▸ Work to do
Return the text of every entry below verbatim, leaving out the pictures.

:: Records for this exercise

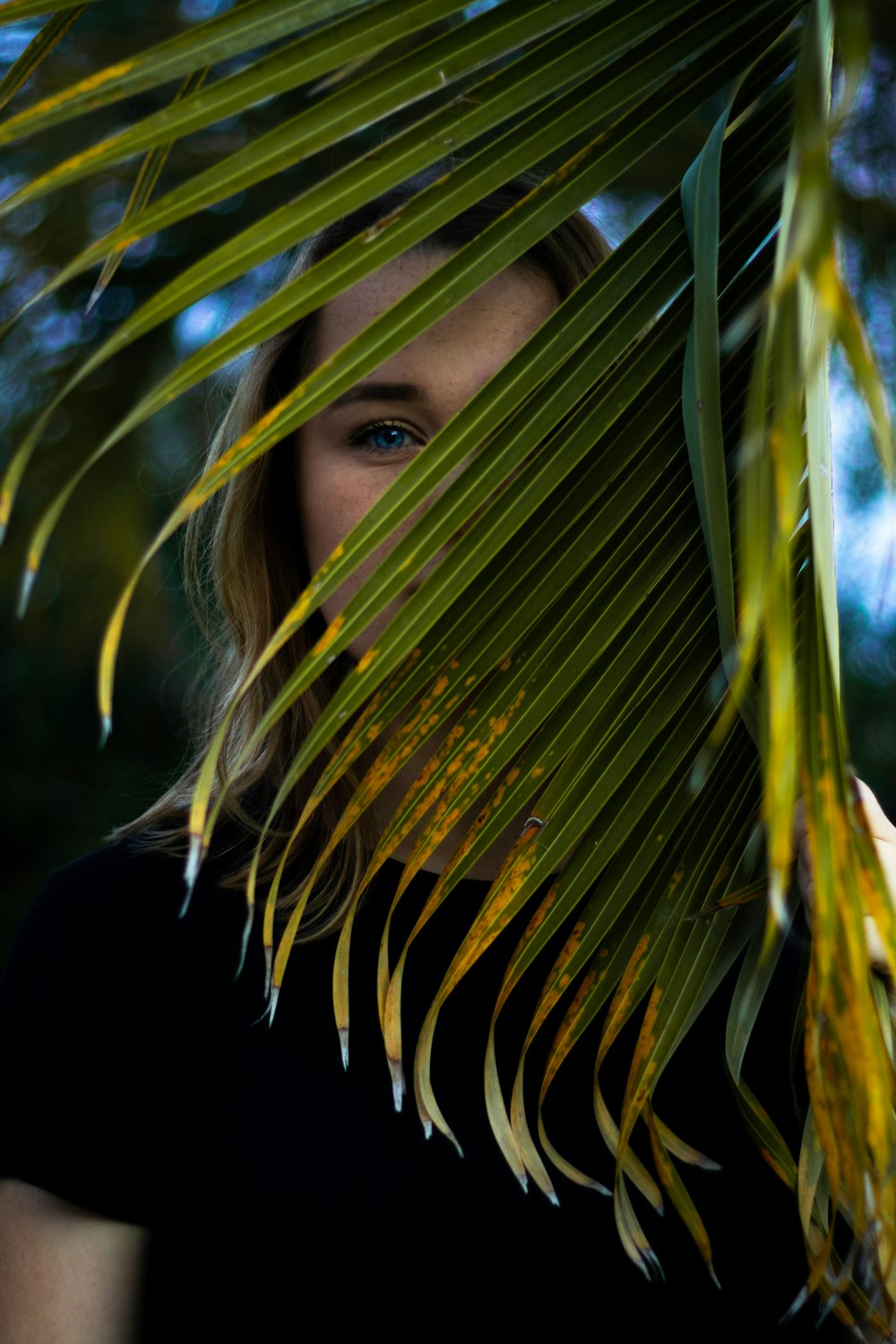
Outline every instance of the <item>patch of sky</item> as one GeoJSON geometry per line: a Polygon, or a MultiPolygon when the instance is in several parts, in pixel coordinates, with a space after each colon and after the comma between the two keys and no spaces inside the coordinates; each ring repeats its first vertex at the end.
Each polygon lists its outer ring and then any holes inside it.
{"type": "Polygon", "coordinates": [[[638,227],[647,218],[652,210],[661,202],[661,196],[652,191],[637,191],[630,196],[617,196],[604,192],[595,196],[584,207],[583,212],[592,224],[600,230],[611,247],[618,247],[623,238],[638,227]]]}
{"type": "Polygon", "coordinates": [[[0,169],[0,200],[5,200],[7,196],[12,196],[13,192],[19,191],[19,187],[24,187],[27,180],[27,173],[3,172],[3,169],[0,169]]]}
{"type": "MultiPolygon", "coordinates": [[[[175,349],[179,359],[185,359],[200,345],[215,340],[222,332],[228,331],[234,323],[239,321],[251,308],[259,304],[277,288],[283,273],[285,261],[282,257],[273,257],[254,270],[250,270],[240,280],[214,294],[207,294],[189,308],[184,309],[172,324],[175,349]]],[[[238,355],[226,364],[218,374],[218,379],[230,383],[236,378],[246,359],[238,355]]]]}
{"type": "Polygon", "coordinates": [[[230,9],[234,0],[180,0],[177,13],[185,23],[204,23],[230,9]]]}
{"type": "Polygon", "coordinates": [[[39,32],[39,23],[11,23],[8,28],[0,28],[0,66],[17,60],[39,32]]]}
{"type": "Polygon", "coordinates": [[[896,496],[884,487],[865,406],[842,355],[832,360],[832,456],[837,593],[865,625],[865,645],[896,630],[896,496]]]}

::::

▸ Result of the exercise
Outline every instance of the <item>patch of sky</item> as one GeoJSON geometry per line: a Polygon, or a MultiPolygon when the instance is in several parts, in pixel coordinates, with a space after each colon and after the comma between the two keys and no spaces inside the coordinates; each ring repeats its first vertex at the end.
Each polygon lists its outer ring and then any holes inside it.
{"type": "Polygon", "coordinates": [[[638,227],[647,218],[652,210],[661,202],[661,196],[652,191],[637,191],[630,196],[617,196],[604,192],[595,196],[584,207],[583,212],[592,224],[600,230],[611,247],[618,247],[623,238],[638,227]]]}
{"type": "Polygon", "coordinates": [[[0,169],[0,200],[5,200],[7,196],[12,196],[13,192],[19,191],[19,187],[24,187],[27,180],[27,173],[3,172],[3,169],[0,169]]]}
{"type": "MultiPolygon", "coordinates": [[[[175,349],[179,359],[185,359],[200,345],[215,340],[222,332],[228,331],[234,323],[239,321],[251,308],[259,304],[277,288],[283,273],[285,261],[282,257],[273,257],[254,270],[250,270],[240,280],[214,294],[207,294],[189,308],[184,309],[172,324],[175,349]]],[[[238,355],[226,364],[218,374],[218,379],[230,383],[236,378],[246,359],[238,355]]]]}
{"type": "Polygon", "coordinates": [[[230,9],[234,0],[180,0],[177,13],[185,23],[204,23],[230,9]]]}
{"type": "Polygon", "coordinates": [[[39,32],[39,23],[11,23],[8,28],[0,28],[0,66],[17,60],[39,32]]]}
{"type": "Polygon", "coordinates": [[[896,496],[884,487],[865,406],[842,355],[832,360],[832,456],[837,593],[865,625],[865,645],[896,630],[896,496]]]}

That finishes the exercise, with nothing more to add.